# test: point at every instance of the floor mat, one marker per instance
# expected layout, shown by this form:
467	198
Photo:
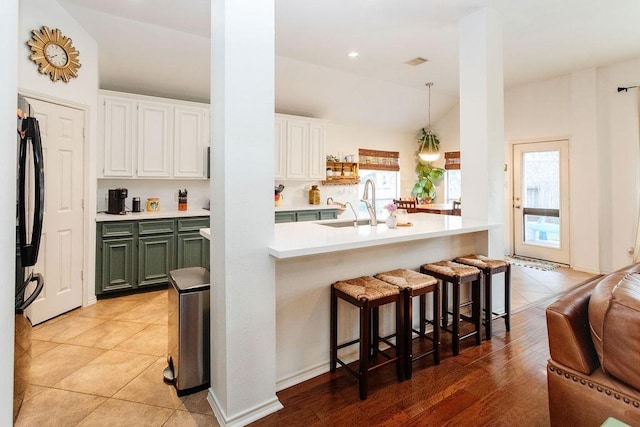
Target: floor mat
533	263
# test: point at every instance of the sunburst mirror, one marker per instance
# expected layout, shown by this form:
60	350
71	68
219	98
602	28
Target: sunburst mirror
54	53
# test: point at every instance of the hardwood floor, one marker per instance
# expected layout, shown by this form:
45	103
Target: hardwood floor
502	382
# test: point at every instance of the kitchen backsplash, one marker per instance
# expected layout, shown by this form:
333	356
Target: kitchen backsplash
165	190
296	194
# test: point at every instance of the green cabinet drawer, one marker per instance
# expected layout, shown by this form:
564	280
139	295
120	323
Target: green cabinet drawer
116	271
192	224
156	227
135	254
286	217
117	229
155	259
193	251
308	215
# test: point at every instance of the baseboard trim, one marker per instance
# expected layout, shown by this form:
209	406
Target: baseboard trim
243	418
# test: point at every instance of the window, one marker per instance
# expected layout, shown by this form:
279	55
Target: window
452	178
383	169
387	185
452	185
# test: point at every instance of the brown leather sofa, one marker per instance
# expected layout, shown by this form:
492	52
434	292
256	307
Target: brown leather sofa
589	383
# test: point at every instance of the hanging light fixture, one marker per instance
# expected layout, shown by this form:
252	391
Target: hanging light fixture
430	144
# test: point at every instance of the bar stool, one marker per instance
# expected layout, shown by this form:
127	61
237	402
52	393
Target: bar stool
413	284
368	294
490	267
457	274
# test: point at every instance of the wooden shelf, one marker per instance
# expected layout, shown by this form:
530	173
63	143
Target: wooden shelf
343	173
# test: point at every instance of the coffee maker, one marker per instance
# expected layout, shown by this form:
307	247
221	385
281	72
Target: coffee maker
116	201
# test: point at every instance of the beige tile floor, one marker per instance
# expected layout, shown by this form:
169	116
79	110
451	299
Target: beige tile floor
102	365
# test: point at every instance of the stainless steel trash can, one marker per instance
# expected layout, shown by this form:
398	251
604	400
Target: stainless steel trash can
188	349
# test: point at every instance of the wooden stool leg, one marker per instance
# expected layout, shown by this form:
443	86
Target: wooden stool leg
403	305
375	331
365	345
445	303
456	317
507	298
436	325
488	306
477	309
333	344
423	314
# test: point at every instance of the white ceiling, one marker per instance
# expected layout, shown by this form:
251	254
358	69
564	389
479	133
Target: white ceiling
161	47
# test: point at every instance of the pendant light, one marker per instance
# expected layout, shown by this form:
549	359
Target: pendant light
429	149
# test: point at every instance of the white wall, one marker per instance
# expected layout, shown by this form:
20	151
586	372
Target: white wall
79	92
602	127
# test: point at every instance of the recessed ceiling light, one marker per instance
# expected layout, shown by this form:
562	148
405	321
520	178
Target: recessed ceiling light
416	61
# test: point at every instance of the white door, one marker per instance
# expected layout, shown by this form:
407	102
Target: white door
61	251
541	200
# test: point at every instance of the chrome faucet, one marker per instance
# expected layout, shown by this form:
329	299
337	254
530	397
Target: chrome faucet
365	198
355	215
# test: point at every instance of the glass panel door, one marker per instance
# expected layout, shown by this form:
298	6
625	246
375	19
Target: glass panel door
540	202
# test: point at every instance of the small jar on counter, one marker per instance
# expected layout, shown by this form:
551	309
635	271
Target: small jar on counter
314	195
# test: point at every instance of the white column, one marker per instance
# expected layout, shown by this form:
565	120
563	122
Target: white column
482	122
242	217
8	150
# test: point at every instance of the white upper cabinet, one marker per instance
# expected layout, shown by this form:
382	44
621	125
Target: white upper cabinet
280	148
191	137
147	137
317	158
301	149
117	134
154	139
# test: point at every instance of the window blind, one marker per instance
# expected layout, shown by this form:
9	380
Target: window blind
378	160
452	160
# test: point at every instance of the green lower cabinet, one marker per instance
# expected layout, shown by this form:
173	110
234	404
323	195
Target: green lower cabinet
116	269
193	251
155	259
136	254
306	215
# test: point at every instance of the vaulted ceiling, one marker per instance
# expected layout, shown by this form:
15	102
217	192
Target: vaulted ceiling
161	47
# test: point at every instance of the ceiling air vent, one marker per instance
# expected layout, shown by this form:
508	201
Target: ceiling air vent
416	61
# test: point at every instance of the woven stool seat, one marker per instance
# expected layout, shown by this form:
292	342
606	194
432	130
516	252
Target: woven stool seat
490	267
366	287
407	279
368	294
417	284
451	269
481	261
457	274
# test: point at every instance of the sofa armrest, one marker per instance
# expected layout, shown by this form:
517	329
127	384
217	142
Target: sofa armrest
569	332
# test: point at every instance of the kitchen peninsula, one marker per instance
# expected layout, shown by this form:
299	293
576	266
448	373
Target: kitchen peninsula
312	255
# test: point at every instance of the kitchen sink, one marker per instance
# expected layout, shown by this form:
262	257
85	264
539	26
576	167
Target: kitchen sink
342	224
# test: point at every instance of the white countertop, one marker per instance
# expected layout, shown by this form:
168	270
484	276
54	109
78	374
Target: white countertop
294	239
133	216
304	207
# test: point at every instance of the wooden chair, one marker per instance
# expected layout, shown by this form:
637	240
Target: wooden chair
408	204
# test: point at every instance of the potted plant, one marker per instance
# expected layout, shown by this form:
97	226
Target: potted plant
428	175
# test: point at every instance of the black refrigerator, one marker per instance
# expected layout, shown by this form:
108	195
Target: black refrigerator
30	215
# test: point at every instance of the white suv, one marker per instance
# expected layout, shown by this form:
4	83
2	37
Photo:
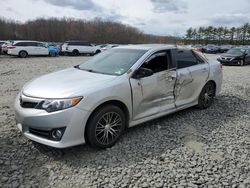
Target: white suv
79	47
26	48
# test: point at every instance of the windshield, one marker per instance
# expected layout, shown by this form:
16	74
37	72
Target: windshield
114	61
235	51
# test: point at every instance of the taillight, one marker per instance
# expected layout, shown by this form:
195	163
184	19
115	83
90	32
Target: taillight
11	47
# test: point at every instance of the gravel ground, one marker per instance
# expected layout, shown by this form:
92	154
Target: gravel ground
191	148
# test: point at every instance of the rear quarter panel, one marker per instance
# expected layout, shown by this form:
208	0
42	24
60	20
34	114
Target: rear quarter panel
216	74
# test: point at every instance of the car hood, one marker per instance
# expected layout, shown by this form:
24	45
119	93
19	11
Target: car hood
66	83
231	55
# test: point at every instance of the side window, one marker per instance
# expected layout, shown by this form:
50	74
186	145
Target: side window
20	44
31	44
158	62
185	58
199	58
40	45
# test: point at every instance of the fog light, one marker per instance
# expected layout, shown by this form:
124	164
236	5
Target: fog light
57	134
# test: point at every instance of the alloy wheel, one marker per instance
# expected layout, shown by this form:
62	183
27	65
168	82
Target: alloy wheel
108	128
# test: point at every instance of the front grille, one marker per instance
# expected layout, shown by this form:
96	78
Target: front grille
28	104
41	133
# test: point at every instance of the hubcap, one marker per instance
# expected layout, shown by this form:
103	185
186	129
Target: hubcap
108	128
208	95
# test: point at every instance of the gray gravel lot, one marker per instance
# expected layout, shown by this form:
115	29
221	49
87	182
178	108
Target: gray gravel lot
191	148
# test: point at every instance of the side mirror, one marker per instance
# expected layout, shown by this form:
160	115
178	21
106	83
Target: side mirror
142	72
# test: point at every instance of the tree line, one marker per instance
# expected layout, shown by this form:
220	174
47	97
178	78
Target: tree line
219	35
60	30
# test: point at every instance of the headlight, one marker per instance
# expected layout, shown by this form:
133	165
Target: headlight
52	105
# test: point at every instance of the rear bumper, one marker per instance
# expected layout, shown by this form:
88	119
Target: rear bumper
232	62
72	119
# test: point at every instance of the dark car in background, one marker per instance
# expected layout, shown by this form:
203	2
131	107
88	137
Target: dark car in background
225	48
235	56
211	49
1	43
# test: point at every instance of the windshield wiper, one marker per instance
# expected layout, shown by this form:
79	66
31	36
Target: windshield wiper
77	66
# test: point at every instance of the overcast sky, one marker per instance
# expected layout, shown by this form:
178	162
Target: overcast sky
161	17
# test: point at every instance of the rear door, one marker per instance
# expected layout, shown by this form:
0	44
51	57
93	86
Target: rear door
192	75
42	49
86	47
154	94
247	58
30	47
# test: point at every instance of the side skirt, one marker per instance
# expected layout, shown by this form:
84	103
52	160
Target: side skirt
164	113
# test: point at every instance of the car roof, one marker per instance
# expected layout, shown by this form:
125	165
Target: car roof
15	41
147	46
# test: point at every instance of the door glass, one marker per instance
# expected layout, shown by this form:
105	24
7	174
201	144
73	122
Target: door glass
158	62
185	58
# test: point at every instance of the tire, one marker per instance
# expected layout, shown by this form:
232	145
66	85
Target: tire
206	96
242	63
75	53
105	126
52	54
23	54
97	52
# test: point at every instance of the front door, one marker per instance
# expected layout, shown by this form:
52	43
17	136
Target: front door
192	75
155	93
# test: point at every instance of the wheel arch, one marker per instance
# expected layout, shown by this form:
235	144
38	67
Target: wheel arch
117	103
23	51
214	83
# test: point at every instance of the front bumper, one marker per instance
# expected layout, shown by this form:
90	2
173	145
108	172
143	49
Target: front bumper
73	119
232	62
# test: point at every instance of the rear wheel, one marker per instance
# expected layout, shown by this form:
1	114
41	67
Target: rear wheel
206	96
23	54
75	53
52	54
242	63
105	126
97	51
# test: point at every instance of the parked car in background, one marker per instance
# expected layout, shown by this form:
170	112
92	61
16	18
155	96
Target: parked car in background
1	43
54	49
107	47
235	56
211	48
28	48
197	47
225	48
79	47
119	88
5	46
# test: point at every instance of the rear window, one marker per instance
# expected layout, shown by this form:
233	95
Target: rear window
79	43
185	58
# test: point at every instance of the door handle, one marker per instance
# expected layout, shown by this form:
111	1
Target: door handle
204	70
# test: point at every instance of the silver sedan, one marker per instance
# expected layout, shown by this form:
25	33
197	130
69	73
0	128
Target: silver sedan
125	86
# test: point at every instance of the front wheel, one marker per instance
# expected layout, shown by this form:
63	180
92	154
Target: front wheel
242	63
206	96
23	54
105	126
97	52
52	54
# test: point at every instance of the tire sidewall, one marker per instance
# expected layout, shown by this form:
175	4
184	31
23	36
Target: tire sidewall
95	117
75	53
23	56
201	104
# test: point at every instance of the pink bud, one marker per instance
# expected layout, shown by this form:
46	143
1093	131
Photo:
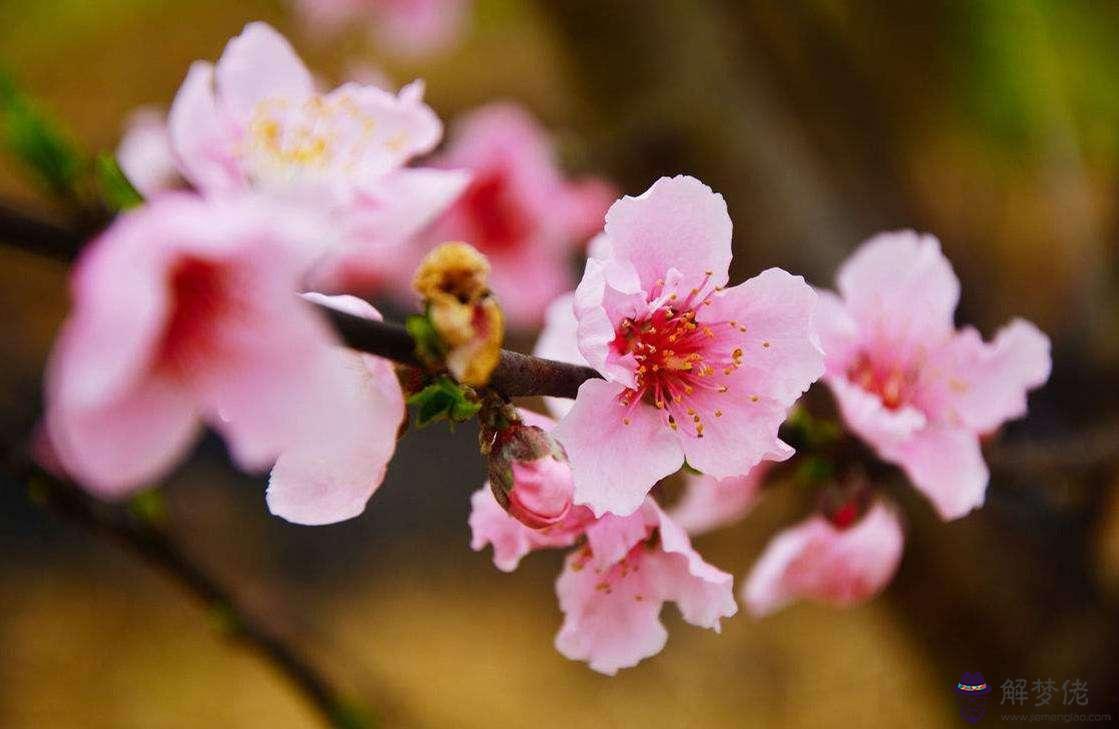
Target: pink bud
542	492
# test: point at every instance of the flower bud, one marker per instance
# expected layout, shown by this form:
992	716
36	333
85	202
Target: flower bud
453	282
529	476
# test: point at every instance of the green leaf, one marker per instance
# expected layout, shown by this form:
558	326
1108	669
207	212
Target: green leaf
114	187
36	139
429	346
443	400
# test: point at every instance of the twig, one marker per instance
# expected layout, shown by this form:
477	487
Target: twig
152	544
517	375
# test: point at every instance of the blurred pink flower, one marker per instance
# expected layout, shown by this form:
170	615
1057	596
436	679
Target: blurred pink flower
840	564
329	477
144	153
518	209
708	503
185	312
613	587
612	600
693	370
405	27
255	121
915	389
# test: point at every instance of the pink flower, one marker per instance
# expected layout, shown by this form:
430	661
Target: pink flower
144	153
612	600
528	472
518	209
693	370
708	504
840	564
255	121
329	476
908	382
185	312
406	27
614	585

__________________________________________________

STATED TASK:
Your task is to extract the lines running from the one with "# test: point at every instance of the green leaf, one" to the end of the material, inclusive, copying each exactly and adding nothing.

RESPONSE TO THE EXERCISE:
# test: point at every instance of the green leaf, one marker per instance
# expected layout, shown by this form:
558	326
1108	669
207	212
Target: green leaf
114	187
36	139
429	346
443	400
# test: point at every instance of the twig, one marker per instance
# expected layout, shown by this form:
477	487
Target: twig
152	544
517	375
# test: point at every instance of the blurred pink flower, one marker per instance
# expected layout, shown by this form:
170	615
1057	596
436	679
Target: blurred pink flower
840	564
329	477
144	153
518	209
708	503
185	312
613	587
612	600
693	370
405	27
255	121
915	389
# test: point at every instance of the pink flower, one marker per instance
# expected layout, shown by this form:
430	661
Target: pink flower
144	153
612	600
528	472
518	209
693	370
708	504
840	564
255	121
329	476
908	382
185	312
406	27
614	585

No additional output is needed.